(Records for this task begins)
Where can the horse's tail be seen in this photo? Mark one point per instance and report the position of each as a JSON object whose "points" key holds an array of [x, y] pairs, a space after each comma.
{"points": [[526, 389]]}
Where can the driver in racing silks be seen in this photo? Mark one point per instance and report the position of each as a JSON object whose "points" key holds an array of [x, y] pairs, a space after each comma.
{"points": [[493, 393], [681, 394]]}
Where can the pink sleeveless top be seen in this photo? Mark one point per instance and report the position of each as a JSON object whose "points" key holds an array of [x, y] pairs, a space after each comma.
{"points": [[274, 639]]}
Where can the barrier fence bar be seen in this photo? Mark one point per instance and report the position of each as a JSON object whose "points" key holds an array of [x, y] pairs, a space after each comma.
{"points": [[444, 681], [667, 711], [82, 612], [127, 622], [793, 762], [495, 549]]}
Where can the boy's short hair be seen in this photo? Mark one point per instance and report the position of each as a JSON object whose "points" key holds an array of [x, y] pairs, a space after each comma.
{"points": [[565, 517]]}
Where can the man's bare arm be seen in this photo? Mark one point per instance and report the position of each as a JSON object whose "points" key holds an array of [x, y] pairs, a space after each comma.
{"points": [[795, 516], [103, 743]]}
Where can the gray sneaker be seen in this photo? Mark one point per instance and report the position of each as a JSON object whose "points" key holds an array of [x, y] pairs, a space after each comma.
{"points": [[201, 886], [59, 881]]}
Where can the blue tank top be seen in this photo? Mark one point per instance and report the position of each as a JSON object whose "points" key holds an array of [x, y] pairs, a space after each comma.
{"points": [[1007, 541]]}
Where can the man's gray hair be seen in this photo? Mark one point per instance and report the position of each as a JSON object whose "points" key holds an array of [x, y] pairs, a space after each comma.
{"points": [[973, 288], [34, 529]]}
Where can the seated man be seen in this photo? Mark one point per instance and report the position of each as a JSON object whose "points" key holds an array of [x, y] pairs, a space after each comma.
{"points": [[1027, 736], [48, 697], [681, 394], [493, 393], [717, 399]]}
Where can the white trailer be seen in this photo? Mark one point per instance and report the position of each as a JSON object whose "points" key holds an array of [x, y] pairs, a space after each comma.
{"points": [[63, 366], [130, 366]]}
(Records for this task ends)
→ **Brief**
All that should be returned is the run of lines from the one with "Where can the white" to the last line of the material above, copied exactly.

→ **Response to the exercise**
Where can the white trailer be seen in this photo? Mark one point per instance and report the position of each as a JSON object whose "points" key holds an array of [x, y] pairs, a space after each comma.
{"points": [[63, 366], [130, 366]]}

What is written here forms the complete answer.